* _DOCUMENT PASSAGE_:
Sorting directories by size

[hancooper]

‐‐‐‐‐‐‐ Original Message ‐‐‐‐‐‐‐
On Tuesday, August 24, 2021 3:31 AM, Kerin Millar <kfm@plushkava.net> wrote:

> On Tue, 24 Aug 2021 02:21:28 +0000
> hancooper via help-bash@gnu.org wrote:
>
> > I have a directory stored in `dir`. I want to store the names of 
> > directories at a particular level
> > and sort them by size.
> > I have started with listing the directory names in `dlc` and computing the 
> > total number of
> > directories present. But still have to sort `dlc` by size, the with the 
> > biggest first.
> > My initial plan is to use a command such as `du -h | sort -h`.
> > daggr=( -mindepth "$depth" -maxdepth "$depth" )
> > dlc=$( find "$dir" "${daggr[@]}" -type d | tr "\n" " " )

* _Location annotation dataset excerpts_:

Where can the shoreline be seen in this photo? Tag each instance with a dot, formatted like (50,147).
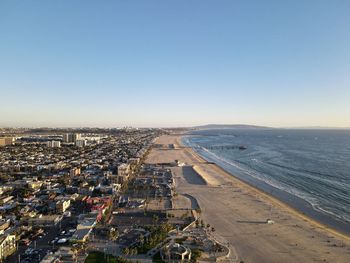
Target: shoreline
(270,196)
(240,212)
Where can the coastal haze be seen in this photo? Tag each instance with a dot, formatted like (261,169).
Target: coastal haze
(175,131)
(239,213)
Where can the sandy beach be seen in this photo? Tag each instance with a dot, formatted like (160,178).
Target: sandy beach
(238,212)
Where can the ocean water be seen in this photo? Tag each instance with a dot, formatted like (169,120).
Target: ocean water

* _EXERCISE SET_:
1/ Answer these from the directory-sorting thread:
(a) Which variable holds the directory the poster starts from?
(b) What command does the poster initially plan to use?
(c) In the line that fills `dlc`, what does `tr` turn each newline into?
2/ Extend the directory-sorting thread past its last line.
The items come from a separate source, unrelated to the directory-sorting thread.

* _WRITTEN ANSWERS_:
1/
(a) `dir`
(b) `du -h | sort -h`
(c) A space

2/
> > ndr=$( echo "$dlc;" | grep -o " " | wc -l )
>
> The last two of these three commands should be jettisoned. Further, you ought 
> to be using an array to store the directory names. As you appear to be using 
> GNU, consider the following.
>
> daggr=(-mindepth "$depth" -maxdepth "$depth")
> mapfile -td '' dlc < <(find "$dir" "${daggr[@]}" -type d -exec du -0 {} + | 
> sort -zrn | cut -z -f2-)
> ndr=${#dlc[@]}
>
> This relies on the fact that GNU du(1), given the -0 option, employs an 
> output format of "%d\t%s\0", <size>, <pathname>.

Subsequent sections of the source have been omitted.